• [EXERCISE] Exactly as given, transcribe each entry that follows.

= = = = = = =

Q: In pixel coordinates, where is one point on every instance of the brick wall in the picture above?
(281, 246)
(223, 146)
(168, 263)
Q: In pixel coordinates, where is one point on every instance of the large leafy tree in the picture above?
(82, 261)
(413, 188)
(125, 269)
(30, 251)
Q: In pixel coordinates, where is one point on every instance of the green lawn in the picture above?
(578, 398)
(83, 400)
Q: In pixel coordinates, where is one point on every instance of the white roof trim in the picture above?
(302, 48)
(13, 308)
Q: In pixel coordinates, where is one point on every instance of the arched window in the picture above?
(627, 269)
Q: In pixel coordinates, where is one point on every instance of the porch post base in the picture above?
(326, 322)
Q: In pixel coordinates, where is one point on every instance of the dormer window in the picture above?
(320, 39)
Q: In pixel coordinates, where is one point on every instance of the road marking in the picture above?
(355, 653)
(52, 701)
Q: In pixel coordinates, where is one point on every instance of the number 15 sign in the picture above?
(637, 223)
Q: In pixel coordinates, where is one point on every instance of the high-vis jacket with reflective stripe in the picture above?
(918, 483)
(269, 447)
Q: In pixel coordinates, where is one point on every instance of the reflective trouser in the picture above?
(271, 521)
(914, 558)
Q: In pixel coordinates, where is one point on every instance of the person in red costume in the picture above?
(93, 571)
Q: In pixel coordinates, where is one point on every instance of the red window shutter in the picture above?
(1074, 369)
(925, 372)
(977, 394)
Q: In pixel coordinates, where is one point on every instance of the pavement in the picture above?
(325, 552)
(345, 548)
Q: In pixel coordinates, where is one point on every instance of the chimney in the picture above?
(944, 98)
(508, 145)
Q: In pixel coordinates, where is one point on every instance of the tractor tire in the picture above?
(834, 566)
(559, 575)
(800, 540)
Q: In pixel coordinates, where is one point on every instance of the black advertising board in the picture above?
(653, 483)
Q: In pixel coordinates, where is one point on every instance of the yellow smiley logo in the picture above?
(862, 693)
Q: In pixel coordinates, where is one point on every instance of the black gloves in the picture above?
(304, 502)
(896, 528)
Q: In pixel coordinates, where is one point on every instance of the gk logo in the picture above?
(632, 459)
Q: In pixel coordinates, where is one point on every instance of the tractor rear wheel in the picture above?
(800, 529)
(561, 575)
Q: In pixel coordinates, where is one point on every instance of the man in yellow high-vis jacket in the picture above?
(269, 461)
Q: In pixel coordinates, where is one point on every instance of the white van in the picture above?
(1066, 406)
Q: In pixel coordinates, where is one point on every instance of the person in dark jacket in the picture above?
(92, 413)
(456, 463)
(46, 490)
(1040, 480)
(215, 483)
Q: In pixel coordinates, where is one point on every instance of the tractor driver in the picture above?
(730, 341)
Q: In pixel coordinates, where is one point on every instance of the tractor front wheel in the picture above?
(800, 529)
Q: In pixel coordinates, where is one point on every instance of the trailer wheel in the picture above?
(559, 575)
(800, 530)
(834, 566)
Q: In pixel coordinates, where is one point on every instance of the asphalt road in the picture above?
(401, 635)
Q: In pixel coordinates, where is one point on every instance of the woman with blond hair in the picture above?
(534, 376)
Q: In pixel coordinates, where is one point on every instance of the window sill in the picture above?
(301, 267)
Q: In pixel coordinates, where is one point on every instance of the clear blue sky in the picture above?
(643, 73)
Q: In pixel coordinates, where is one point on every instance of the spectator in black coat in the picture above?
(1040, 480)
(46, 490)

= = = = = = =

• [OUTPUT BELOW]
Q: In pixel coordinates, where is one point on every instance of the brick wall in the picture above?
(281, 246)
(223, 146)
(168, 263)
Q: In pixel coordinates, where is one point on every instance of the large leafy tree in the picture above?
(82, 261)
(413, 188)
(125, 269)
(30, 251)
Q: In pixel coordinates, where is one point on every instance of the green lawn in the picture above?
(578, 398)
(83, 400)
Q: In pixel coordinates, where is one point on every instance of the white roof trim in the picture above?
(302, 48)
(13, 308)
Q: In pixel coordinates, where is one point on every instance of the arched window in the picture above?
(627, 269)
Q: In pixel coordinates, where is one point on every instance of the porch post base in the picture above?
(326, 322)
Q: In pixel coordinates, where is one point on every instance of the dormer window in the picture above?
(320, 39)
Q: In pixel coordinates, where is one point on every instance of the road marking in the picture above?
(355, 653)
(52, 701)
Q: In pixel coordinates, where is one point on every instance of the number 15 sign in the picture above?
(637, 223)
Q: In pixel coordinates, where is one point on every instance of the high-vis jacket with reflective stripe in the picture above?
(918, 483)
(269, 447)
Q: In pixel coordinates, where is one point on every instance of the reflective trouser in the picture above?
(271, 521)
(914, 558)
Q: In pixel coordinates, where is one point on every instance of the person in red costume in the picture above?
(93, 571)
Q: In pixel coordinates, where is one point on every instance of the red window shutter in the picture above?
(1074, 369)
(925, 372)
(977, 394)
Q: In pixel coordinates, where is one point on every instance of the pavement in the picture above?
(325, 552)
(345, 548)
Q: In pixel coordinates, where is one point on every instance of the chimney in the picture above?
(944, 98)
(508, 145)
Q: In pixel coordinates, where is one point on every instance of the tractor tire in the picture above?
(834, 566)
(559, 575)
(800, 540)
Q: In pixel coordinates, where is one point on every instance of the black advertising board in the picture above?
(653, 483)
Q: In pixel coordinates, where is one point on every instance of the yellow smiley logo in the picture above?
(862, 693)
Q: In pixel coordinates, where is one point on every instance of the black gloves in the picture above?
(304, 502)
(896, 528)
Q: In pixel coordinates, where is one point on every instance of the gk logo in the picture above?
(632, 459)
Q: In pixel coordinates, where is one point on every instance of the tractor rear wheel in the picture above?
(800, 529)
(561, 575)
Q: In pixel coordinates, where is one point on every instance of the man in yellow high-vis jacket in the picture above?
(269, 461)
Q: In pixel coordinates, where is one point on every instance of the white van in the picture above?
(1066, 406)
Q: In pixel coordinates, where is one point on every instance of the person in dark jacket in the picture above?
(92, 413)
(456, 463)
(46, 490)
(1040, 480)
(215, 483)
Q: In pixel coordinates, where is one point on every instance of the tractor driver in the picture above?
(730, 341)
Q: In pixel coordinates, where is one point on every instance of the tractor front wheel in the picture above?
(800, 529)
Q: In pixel coordinates, where is one point on every instance of the trailer wheel in the picture above?
(559, 575)
(800, 530)
(834, 566)
Q: In pixel coordinates, where is one point on every instance of the asphalt road in the picture above?
(401, 635)
Q: In pixel coordinates, where is one point on every instance of the woman with blond hair in the picture above?
(534, 376)
Q: In pixel coordinates, where is one point on every instance of the window sill in the picture above?
(301, 267)
Q: In pixel coordinates, where is one point on every instance of the clear blue sky in the picture above?
(643, 73)
Q: In pixel coordinates, where is one point on every instance of the spectator in black coat in the picture above?
(1040, 480)
(46, 490)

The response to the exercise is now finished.